Work item - Only those lines in the data below from the line containing "Phrase: spiral arrangement of apple slices" through the line containing "## Quickstart", both included, should be restated word for word.

Records -
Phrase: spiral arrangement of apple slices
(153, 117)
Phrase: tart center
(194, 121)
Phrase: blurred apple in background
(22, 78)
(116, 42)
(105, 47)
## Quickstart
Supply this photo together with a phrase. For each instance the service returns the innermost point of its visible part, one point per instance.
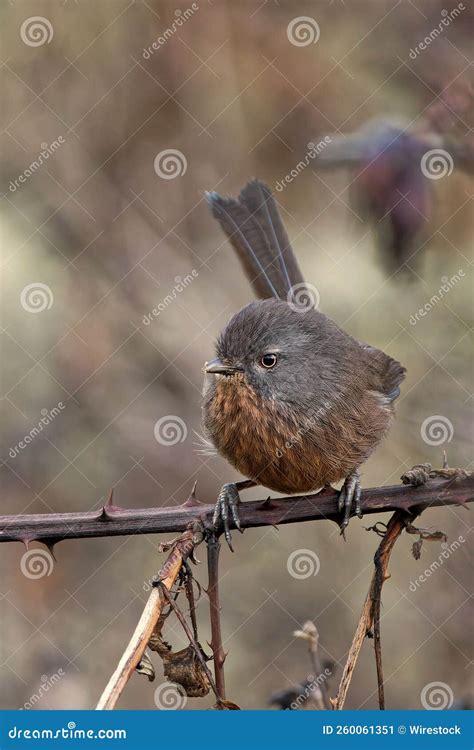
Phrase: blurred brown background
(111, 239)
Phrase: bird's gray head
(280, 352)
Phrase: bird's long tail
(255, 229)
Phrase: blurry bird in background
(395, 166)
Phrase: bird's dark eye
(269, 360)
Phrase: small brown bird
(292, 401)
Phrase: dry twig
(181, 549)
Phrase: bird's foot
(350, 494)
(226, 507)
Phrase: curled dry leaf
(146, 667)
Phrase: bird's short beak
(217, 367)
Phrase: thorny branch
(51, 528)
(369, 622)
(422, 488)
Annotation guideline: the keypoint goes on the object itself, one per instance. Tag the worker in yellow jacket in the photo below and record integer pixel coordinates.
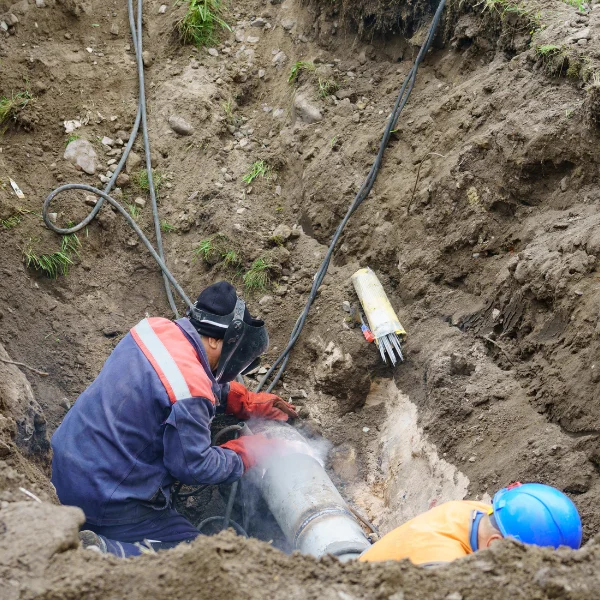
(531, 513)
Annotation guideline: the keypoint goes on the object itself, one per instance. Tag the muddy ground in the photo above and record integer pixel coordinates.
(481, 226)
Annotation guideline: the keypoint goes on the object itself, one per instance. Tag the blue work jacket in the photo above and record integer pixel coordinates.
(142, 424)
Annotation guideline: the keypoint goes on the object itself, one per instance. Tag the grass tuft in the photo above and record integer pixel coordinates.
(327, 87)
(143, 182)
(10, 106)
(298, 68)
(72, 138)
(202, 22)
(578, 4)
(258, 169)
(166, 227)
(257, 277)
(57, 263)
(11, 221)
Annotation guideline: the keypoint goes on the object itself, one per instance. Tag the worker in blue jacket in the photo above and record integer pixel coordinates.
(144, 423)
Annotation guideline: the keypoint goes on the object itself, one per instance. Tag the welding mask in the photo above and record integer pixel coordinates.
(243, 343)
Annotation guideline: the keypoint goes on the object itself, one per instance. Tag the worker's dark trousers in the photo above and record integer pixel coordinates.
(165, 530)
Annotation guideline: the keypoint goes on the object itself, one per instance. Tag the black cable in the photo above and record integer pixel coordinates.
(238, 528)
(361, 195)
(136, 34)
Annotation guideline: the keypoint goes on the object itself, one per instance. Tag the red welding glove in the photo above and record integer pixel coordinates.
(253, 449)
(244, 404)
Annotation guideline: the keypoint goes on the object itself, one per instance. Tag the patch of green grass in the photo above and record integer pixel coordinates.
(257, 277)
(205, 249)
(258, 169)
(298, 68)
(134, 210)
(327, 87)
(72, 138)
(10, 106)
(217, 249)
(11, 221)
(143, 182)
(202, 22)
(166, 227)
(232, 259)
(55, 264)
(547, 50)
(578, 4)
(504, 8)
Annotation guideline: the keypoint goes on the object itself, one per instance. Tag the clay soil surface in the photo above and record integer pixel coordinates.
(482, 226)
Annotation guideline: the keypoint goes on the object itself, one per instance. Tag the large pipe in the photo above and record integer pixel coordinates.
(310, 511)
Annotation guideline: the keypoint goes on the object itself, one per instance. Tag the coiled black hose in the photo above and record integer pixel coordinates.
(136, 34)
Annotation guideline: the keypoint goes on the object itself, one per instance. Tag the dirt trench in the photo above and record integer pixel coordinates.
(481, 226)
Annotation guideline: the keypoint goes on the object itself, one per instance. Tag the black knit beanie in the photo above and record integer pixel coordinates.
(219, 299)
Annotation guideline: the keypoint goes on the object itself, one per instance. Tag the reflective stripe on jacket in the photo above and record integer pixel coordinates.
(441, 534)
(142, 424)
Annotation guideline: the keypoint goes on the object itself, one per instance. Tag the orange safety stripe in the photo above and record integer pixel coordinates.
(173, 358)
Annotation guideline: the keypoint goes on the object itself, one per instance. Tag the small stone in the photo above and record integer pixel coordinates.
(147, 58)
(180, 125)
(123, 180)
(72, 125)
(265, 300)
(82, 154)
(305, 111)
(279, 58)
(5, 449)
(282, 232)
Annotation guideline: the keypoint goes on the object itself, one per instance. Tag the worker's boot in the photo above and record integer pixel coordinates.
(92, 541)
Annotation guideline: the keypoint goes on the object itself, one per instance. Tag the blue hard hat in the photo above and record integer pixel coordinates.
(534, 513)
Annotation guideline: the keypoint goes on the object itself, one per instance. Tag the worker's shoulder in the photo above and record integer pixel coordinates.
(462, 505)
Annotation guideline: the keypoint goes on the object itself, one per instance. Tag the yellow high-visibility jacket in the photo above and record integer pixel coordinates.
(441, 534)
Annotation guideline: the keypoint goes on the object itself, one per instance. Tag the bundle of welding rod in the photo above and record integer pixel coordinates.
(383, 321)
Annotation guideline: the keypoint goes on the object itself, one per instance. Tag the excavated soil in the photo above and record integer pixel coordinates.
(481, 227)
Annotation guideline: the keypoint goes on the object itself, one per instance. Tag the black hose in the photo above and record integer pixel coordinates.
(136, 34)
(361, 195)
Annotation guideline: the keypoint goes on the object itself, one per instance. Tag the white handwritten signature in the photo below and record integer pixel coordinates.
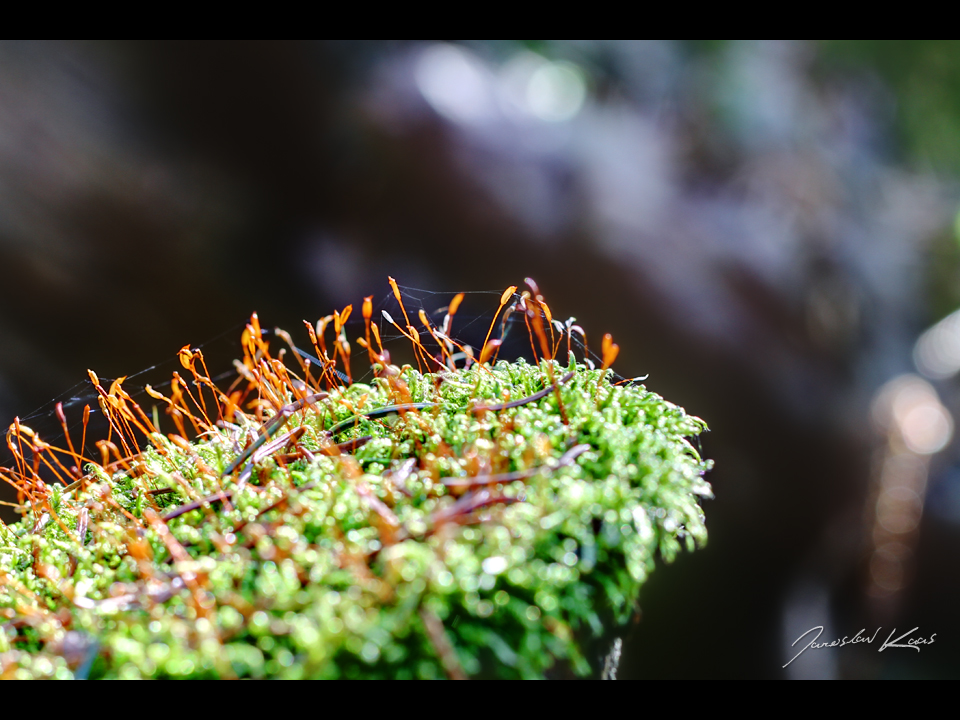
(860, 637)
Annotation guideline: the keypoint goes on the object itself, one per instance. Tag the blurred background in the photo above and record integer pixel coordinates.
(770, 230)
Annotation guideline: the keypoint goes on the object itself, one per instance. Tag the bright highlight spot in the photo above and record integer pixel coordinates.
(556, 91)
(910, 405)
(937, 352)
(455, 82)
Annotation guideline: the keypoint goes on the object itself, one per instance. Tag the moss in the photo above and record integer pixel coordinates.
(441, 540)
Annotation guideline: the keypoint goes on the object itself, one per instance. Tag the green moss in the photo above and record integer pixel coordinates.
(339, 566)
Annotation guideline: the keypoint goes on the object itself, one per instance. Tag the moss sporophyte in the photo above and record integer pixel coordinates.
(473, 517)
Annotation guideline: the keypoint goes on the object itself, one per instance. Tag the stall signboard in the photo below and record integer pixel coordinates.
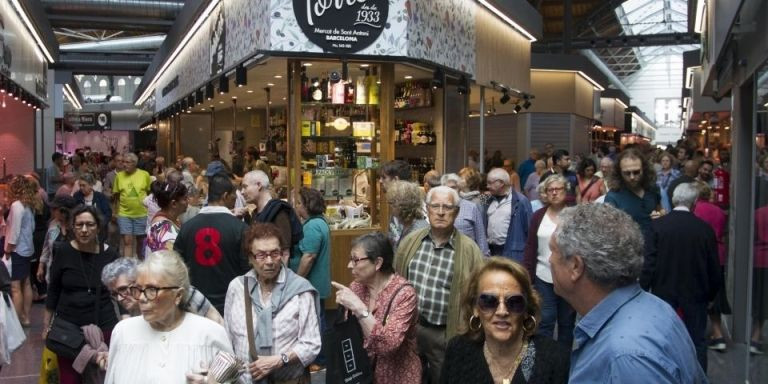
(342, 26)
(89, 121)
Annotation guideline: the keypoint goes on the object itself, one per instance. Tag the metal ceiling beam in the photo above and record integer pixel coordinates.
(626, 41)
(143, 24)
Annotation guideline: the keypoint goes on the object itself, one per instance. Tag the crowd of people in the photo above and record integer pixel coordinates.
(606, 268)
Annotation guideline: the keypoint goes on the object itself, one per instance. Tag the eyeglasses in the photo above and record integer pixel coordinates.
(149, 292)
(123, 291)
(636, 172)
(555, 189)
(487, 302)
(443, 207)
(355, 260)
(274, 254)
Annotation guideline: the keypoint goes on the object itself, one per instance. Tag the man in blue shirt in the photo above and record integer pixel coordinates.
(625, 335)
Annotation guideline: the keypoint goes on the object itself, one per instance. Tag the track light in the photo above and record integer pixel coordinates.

==

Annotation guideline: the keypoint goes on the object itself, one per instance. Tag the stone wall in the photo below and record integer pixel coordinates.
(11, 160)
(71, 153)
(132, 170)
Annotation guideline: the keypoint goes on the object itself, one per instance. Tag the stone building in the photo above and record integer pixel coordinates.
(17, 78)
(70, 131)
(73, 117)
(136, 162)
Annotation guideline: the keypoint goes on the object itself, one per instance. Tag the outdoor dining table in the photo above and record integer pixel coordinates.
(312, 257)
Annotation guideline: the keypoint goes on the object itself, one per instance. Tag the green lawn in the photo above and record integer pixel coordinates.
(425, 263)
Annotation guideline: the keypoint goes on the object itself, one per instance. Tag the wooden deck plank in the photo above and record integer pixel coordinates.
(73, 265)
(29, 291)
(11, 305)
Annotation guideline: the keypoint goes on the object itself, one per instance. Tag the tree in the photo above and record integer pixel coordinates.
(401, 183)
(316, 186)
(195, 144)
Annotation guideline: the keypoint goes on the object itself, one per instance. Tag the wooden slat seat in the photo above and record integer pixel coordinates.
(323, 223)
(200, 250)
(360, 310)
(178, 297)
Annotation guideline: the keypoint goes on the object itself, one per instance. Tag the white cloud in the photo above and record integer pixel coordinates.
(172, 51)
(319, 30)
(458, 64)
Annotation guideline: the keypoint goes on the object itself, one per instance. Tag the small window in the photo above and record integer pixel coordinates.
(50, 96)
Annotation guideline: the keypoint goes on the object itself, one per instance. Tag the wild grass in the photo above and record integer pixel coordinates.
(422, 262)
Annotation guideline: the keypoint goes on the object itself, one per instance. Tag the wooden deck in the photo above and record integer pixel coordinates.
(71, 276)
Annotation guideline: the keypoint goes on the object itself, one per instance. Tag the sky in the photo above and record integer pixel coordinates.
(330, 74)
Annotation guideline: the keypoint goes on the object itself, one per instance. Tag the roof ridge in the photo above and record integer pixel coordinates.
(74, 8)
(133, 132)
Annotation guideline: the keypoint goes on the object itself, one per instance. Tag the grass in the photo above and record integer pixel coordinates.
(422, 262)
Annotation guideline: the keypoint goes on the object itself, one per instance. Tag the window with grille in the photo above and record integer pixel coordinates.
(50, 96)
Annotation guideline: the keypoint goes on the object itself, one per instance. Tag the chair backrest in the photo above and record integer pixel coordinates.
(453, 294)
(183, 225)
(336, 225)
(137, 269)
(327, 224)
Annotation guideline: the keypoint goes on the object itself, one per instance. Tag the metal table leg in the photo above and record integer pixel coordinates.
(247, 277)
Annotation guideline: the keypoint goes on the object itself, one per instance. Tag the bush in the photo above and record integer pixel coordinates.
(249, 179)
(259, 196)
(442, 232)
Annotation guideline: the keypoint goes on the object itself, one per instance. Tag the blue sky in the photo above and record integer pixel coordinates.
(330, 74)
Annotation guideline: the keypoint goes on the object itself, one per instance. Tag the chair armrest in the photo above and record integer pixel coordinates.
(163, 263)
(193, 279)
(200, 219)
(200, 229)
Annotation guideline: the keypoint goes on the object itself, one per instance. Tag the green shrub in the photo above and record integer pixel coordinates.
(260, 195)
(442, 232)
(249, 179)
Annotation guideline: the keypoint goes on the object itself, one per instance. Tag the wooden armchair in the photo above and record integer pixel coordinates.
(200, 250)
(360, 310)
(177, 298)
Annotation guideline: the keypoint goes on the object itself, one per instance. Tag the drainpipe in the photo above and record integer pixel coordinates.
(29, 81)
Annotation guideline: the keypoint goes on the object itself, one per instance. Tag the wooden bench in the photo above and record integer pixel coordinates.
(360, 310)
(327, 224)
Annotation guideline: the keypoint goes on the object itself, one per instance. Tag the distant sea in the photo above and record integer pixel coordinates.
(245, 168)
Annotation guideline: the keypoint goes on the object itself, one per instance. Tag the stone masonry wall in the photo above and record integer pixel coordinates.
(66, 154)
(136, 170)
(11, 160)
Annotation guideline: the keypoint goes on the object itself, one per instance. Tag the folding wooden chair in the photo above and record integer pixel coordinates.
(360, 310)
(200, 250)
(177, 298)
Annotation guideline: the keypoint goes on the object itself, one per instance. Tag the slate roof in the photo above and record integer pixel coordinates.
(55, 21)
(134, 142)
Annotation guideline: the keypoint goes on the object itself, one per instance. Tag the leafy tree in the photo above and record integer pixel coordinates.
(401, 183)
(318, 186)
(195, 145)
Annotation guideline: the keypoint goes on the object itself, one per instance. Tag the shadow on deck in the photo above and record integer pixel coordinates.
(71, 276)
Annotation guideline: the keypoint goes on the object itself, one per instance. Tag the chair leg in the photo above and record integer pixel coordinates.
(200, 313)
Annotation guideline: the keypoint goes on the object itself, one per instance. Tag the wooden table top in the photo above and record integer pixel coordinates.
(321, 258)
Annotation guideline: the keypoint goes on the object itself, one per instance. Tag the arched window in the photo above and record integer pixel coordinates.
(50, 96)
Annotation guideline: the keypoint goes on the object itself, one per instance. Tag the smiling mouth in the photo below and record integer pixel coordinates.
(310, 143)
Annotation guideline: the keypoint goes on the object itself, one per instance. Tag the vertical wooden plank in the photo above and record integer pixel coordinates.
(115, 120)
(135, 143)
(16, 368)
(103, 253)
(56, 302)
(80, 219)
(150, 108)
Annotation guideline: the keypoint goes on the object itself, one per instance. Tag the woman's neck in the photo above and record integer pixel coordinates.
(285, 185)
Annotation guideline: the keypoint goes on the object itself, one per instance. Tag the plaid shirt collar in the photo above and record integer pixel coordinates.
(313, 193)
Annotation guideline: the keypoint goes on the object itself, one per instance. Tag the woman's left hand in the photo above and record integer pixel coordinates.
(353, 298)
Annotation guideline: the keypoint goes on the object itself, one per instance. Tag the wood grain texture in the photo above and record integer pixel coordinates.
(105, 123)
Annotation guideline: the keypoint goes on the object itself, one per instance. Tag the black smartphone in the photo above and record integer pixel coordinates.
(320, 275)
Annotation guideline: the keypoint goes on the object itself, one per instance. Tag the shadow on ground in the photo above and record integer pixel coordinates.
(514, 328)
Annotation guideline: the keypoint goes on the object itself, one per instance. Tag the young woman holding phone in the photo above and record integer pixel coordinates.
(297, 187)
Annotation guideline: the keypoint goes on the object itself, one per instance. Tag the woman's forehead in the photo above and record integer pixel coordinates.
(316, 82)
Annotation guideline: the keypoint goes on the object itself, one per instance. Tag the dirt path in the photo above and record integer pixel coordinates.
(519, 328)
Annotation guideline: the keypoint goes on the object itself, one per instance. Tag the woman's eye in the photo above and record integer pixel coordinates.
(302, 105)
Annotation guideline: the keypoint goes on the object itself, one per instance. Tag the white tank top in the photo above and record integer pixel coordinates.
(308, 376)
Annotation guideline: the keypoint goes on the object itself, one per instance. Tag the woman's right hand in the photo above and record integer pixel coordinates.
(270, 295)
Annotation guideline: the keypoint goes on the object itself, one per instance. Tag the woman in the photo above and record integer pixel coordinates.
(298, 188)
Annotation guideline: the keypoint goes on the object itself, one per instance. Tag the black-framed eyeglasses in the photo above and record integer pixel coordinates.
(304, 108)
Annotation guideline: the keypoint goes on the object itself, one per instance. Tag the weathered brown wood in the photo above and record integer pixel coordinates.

* * *

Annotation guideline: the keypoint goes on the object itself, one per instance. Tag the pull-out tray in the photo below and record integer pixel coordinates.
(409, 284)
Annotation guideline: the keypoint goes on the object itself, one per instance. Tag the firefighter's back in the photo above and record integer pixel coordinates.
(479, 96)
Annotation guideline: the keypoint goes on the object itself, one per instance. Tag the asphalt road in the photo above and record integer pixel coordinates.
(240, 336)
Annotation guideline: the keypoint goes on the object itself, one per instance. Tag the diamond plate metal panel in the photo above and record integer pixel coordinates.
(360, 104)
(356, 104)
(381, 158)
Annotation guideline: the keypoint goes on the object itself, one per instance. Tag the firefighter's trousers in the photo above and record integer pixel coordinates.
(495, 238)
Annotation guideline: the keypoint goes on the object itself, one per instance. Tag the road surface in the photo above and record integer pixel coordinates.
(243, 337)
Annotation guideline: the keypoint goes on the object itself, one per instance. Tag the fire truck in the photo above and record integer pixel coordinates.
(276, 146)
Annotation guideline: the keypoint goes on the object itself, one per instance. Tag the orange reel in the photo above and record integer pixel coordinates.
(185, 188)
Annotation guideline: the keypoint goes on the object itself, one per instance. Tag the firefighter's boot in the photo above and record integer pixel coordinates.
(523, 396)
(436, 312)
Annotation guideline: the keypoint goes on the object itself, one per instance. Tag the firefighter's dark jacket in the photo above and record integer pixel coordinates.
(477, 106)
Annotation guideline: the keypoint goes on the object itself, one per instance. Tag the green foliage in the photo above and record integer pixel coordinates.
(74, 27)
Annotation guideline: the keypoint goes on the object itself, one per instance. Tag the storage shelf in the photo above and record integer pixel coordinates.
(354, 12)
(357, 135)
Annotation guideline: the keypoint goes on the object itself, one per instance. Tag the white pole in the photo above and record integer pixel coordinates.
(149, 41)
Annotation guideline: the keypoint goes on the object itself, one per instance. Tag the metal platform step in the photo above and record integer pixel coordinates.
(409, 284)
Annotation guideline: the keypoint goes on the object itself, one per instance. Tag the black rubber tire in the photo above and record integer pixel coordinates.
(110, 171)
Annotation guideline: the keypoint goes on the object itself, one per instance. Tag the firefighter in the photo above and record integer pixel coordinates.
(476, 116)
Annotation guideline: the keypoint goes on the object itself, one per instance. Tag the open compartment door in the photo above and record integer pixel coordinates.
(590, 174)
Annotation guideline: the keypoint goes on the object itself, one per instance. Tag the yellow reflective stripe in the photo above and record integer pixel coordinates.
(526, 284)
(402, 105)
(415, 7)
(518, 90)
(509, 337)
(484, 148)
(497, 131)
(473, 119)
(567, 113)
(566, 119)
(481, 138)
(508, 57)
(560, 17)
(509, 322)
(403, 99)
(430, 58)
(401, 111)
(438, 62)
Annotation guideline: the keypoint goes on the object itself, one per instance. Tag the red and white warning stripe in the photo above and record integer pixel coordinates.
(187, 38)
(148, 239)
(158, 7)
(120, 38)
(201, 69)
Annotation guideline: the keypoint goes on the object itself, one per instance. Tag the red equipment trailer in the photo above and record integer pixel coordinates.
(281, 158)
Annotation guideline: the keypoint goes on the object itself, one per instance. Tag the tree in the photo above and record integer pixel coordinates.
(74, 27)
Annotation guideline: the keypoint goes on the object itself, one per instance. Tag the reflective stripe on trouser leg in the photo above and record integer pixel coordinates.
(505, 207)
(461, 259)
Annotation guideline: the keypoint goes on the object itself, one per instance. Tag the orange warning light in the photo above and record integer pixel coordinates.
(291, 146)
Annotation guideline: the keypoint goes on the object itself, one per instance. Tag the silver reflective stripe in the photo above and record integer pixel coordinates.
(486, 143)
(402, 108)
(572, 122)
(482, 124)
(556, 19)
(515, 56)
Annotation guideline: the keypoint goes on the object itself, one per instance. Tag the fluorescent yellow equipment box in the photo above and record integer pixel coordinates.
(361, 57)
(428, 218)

Task result -
Phrase: spiral arrangement of apple slices
(153, 117)
Phrase: tart center
(194, 121)
Phrase: blurred apple in background
(22, 78)
(116, 42)
(105, 47)
## Quickstart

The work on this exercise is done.